▶ Task statement
Once the line containing "[1009, 714]" has been written out, stop; until then, restate each line of the entries below word for word from the first.

(Records excerpted from a collection)

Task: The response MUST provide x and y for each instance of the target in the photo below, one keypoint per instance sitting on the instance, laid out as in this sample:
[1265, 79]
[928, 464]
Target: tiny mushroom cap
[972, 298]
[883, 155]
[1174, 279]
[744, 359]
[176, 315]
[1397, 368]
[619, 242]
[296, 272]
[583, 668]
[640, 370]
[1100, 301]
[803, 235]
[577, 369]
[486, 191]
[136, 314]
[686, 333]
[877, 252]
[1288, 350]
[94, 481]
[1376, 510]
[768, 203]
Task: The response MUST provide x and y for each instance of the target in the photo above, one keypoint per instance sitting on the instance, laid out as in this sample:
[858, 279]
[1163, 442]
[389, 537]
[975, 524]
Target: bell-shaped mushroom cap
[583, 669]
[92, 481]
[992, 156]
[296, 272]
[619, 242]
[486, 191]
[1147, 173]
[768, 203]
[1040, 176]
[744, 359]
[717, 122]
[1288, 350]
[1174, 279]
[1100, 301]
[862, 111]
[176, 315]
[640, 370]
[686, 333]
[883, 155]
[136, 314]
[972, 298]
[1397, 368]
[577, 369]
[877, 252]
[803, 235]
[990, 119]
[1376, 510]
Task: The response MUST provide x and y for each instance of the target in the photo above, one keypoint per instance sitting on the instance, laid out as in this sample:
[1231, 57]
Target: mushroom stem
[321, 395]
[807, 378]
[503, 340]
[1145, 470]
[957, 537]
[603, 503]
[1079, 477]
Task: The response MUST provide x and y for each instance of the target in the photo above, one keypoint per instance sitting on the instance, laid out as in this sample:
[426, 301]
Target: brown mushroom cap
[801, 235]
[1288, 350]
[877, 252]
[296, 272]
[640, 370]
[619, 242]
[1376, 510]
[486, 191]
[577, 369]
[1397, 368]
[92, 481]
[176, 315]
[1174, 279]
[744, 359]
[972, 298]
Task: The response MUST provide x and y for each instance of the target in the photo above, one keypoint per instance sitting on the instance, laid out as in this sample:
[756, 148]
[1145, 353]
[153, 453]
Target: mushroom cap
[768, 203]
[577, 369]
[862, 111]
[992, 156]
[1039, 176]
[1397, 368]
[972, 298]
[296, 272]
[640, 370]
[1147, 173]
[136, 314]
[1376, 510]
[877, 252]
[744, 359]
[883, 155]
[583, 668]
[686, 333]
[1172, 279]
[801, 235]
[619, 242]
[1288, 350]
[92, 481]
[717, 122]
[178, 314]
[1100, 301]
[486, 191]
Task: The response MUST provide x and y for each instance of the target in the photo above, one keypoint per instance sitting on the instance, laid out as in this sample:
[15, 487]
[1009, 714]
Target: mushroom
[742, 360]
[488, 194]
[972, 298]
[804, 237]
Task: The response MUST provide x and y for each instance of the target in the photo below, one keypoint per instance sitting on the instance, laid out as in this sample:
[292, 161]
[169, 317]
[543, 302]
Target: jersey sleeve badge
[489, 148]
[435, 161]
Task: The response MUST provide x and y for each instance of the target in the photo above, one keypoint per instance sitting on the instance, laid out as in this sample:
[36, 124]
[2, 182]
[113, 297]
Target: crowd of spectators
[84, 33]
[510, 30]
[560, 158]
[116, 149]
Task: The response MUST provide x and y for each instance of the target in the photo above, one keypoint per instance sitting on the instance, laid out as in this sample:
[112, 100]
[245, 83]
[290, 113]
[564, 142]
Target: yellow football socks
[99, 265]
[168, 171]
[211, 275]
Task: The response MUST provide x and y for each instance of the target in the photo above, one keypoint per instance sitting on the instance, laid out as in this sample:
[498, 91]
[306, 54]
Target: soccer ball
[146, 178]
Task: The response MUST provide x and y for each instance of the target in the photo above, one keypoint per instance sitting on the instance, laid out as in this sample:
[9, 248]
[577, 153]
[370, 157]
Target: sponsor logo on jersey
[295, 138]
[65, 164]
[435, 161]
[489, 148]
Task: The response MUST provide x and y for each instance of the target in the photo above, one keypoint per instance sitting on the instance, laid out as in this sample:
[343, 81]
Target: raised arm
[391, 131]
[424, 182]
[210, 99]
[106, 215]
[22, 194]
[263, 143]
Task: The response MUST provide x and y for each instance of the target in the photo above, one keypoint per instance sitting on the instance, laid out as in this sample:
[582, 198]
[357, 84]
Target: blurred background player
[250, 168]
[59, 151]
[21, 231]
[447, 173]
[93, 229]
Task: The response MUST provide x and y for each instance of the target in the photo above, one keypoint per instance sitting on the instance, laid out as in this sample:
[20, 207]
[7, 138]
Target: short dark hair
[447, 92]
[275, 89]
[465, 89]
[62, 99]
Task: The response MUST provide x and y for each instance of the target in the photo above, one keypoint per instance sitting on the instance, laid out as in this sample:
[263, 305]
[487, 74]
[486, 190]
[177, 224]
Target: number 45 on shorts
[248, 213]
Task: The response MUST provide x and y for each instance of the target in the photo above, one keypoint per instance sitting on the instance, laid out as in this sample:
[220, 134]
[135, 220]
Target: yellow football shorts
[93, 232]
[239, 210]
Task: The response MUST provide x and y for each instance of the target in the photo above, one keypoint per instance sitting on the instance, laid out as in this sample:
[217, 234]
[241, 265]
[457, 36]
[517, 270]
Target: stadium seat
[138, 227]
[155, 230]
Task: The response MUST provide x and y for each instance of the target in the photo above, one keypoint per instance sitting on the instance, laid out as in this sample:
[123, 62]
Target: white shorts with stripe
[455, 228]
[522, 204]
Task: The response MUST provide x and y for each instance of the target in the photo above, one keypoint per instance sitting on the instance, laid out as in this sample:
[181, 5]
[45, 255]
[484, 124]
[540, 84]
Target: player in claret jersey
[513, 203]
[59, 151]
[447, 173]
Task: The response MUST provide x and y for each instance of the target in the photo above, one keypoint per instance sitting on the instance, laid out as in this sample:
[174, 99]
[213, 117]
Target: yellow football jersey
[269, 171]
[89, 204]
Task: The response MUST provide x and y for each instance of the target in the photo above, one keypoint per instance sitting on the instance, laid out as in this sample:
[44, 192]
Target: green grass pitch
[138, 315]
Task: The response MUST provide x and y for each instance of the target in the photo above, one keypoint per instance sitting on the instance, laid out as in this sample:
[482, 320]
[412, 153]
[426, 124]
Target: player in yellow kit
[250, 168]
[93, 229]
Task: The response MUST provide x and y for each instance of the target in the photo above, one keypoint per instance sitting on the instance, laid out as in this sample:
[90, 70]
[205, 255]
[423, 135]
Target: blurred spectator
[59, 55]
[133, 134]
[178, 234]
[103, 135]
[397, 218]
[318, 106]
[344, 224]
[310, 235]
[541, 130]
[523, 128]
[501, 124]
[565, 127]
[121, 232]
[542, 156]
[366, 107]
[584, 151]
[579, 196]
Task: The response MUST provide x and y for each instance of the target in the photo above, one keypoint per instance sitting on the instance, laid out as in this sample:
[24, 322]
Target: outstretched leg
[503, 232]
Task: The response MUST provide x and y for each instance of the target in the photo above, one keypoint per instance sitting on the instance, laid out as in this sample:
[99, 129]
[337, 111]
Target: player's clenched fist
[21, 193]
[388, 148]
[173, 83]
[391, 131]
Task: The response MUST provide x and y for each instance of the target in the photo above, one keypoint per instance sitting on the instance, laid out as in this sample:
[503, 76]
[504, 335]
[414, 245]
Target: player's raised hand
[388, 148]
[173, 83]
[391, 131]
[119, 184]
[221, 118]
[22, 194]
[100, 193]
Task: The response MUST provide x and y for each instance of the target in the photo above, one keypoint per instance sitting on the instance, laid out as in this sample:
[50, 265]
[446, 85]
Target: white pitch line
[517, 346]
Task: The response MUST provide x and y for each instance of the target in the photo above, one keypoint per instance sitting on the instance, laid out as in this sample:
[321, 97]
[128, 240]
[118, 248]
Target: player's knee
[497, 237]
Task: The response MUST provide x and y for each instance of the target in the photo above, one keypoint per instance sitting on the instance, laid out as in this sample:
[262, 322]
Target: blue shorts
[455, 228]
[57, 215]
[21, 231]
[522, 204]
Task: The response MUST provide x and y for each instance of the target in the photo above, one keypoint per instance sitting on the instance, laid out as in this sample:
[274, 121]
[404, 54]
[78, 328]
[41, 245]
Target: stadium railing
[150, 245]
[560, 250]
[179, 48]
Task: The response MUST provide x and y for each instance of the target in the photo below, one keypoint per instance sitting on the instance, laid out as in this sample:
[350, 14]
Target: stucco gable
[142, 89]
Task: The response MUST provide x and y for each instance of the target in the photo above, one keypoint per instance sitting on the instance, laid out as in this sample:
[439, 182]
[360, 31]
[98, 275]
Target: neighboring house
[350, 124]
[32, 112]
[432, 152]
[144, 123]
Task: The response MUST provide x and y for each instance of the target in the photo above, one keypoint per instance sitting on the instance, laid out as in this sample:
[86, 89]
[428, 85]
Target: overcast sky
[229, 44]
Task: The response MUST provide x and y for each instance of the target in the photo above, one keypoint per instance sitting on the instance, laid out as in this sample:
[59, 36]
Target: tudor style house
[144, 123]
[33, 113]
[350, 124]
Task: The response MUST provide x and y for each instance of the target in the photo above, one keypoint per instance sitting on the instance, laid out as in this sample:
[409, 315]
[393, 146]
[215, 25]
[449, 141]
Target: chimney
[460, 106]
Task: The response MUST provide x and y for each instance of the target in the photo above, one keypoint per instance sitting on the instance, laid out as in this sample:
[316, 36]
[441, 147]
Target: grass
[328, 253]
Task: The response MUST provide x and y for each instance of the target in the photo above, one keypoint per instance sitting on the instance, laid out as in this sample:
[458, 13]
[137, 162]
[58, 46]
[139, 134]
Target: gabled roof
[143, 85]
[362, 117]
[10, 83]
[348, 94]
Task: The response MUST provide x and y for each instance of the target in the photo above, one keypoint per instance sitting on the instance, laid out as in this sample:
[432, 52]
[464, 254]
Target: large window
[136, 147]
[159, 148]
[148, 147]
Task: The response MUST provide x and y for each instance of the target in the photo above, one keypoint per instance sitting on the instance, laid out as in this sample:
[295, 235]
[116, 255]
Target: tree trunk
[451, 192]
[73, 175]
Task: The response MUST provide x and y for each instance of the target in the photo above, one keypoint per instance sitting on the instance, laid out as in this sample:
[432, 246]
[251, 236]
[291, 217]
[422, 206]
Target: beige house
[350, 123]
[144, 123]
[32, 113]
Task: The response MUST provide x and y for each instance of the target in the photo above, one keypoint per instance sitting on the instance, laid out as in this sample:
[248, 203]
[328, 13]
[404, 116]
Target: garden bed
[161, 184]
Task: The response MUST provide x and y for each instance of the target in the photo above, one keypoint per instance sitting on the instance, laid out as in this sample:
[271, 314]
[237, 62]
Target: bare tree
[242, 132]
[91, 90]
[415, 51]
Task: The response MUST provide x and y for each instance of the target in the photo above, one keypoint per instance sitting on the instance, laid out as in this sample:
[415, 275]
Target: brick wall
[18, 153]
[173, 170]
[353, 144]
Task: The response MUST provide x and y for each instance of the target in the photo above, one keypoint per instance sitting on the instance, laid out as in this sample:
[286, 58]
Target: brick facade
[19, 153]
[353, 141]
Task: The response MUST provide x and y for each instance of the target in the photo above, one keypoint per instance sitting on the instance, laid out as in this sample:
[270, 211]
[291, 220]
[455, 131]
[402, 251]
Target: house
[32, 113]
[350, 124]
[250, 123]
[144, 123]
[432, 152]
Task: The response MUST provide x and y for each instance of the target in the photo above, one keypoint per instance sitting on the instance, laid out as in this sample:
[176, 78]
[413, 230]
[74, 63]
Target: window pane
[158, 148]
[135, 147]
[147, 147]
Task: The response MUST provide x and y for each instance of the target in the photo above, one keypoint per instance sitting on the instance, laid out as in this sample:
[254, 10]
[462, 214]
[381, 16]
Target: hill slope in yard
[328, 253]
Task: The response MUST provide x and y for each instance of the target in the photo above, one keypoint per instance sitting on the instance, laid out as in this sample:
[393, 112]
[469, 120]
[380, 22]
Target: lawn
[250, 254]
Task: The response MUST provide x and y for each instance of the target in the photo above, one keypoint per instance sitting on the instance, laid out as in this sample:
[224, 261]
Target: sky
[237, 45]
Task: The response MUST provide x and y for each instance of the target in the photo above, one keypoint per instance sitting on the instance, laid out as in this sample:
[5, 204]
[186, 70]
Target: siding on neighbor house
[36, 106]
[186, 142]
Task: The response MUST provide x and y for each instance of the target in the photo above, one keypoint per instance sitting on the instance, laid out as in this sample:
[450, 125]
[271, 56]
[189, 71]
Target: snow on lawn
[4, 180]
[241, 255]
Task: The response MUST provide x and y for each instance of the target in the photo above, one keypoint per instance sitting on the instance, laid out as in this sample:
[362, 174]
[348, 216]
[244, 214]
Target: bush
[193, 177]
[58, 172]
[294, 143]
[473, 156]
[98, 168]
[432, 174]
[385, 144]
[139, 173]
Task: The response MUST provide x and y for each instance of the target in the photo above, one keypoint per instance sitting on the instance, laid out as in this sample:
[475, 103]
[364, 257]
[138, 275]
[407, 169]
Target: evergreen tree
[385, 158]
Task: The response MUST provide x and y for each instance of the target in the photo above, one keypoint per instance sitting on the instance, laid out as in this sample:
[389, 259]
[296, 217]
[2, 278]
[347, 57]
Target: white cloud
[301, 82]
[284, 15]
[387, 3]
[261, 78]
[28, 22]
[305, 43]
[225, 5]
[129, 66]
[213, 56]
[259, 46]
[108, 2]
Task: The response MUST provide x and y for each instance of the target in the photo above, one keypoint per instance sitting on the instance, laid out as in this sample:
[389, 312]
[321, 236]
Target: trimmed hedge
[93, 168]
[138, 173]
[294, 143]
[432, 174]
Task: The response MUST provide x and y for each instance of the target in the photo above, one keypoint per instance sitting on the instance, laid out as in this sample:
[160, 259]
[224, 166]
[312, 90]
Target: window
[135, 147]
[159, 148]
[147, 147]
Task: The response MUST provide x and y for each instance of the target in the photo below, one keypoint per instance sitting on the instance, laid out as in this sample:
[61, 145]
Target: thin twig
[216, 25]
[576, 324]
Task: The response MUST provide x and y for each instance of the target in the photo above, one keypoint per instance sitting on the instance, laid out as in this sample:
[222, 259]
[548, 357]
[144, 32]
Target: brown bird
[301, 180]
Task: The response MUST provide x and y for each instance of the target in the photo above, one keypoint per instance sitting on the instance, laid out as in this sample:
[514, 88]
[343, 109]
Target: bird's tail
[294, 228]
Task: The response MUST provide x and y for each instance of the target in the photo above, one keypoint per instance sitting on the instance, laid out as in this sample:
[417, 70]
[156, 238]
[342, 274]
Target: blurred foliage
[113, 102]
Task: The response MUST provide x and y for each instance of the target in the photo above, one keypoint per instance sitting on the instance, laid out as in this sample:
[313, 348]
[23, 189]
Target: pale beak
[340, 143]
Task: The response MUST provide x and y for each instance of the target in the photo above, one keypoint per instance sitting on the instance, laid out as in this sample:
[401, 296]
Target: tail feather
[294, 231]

▶ Response
Task: The response MUST provide x and y for each instance of the target in the photo below, one keypoint per instance sitting on the instance, laid out as in this sample:
[1265, 79]
[928, 464]
Target: tiny mushroom cap
[972, 298]
[883, 155]
[1174, 279]
[744, 359]
[176, 315]
[1397, 368]
[619, 242]
[296, 272]
[583, 668]
[640, 370]
[1100, 301]
[803, 235]
[577, 369]
[486, 191]
[136, 314]
[686, 333]
[877, 252]
[1288, 350]
[94, 481]
[1376, 510]
[768, 203]
Task: The response MUST provide x and y for each instance of the target in the photo above, one keypoint per instance sitting on the instance, laid out as in this sample:
[858, 279]
[1163, 442]
[389, 537]
[975, 524]
Target: bell-shaped mushroom cap
[583, 669]
[92, 481]
[992, 156]
[296, 272]
[619, 242]
[486, 191]
[1147, 173]
[768, 203]
[1040, 176]
[744, 359]
[717, 122]
[1288, 350]
[1174, 279]
[1100, 301]
[862, 111]
[176, 315]
[640, 370]
[686, 333]
[883, 155]
[136, 314]
[972, 298]
[1397, 368]
[577, 369]
[877, 252]
[803, 235]
[990, 119]
[1376, 510]
Task: The response MUST provide x and y for each instance of the target in the photo above, one keypoint per instance sitting on the instance, laid out as in this sample:
[1231, 57]
Target: mushroom stem
[321, 395]
[807, 378]
[503, 340]
[1145, 470]
[957, 537]
[603, 503]
[1079, 477]
Task: The response MUST provide x and y for each instance of the target in the photo above, one keypoint per instance sitting on the instance, laid out as in this sample:
[426, 301]
Target: brown mushroom cap
[801, 235]
[1288, 350]
[877, 252]
[296, 272]
[640, 370]
[619, 242]
[1376, 510]
[486, 191]
[577, 369]
[1397, 368]
[92, 481]
[176, 315]
[1174, 279]
[744, 359]
[972, 298]
Task: The response MUST provide x and y for each instance of the target in the photo above, one keypoint per instance sitting on the instance, laid out as in this sample:
[756, 148]
[1145, 353]
[153, 453]
Target: mushroom cap
[768, 203]
[577, 369]
[862, 111]
[992, 156]
[1039, 176]
[1397, 368]
[972, 298]
[296, 272]
[640, 370]
[1147, 173]
[136, 314]
[1376, 510]
[877, 252]
[744, 359]
[883, 155]
[583, 668]
[686, 333]
[1172, 279]
[801, 235]
[619, 242]
[1288, 350]
[92, 481]
[717, 122]
[178, 314]
[1100, 301]
[486, 191]
Task: The response MUST provide x and y for each instance of the target in the photo above, one keypoint per instance sitting on the instance, laid out as in this sample:
[15, 487]
[1009, 714]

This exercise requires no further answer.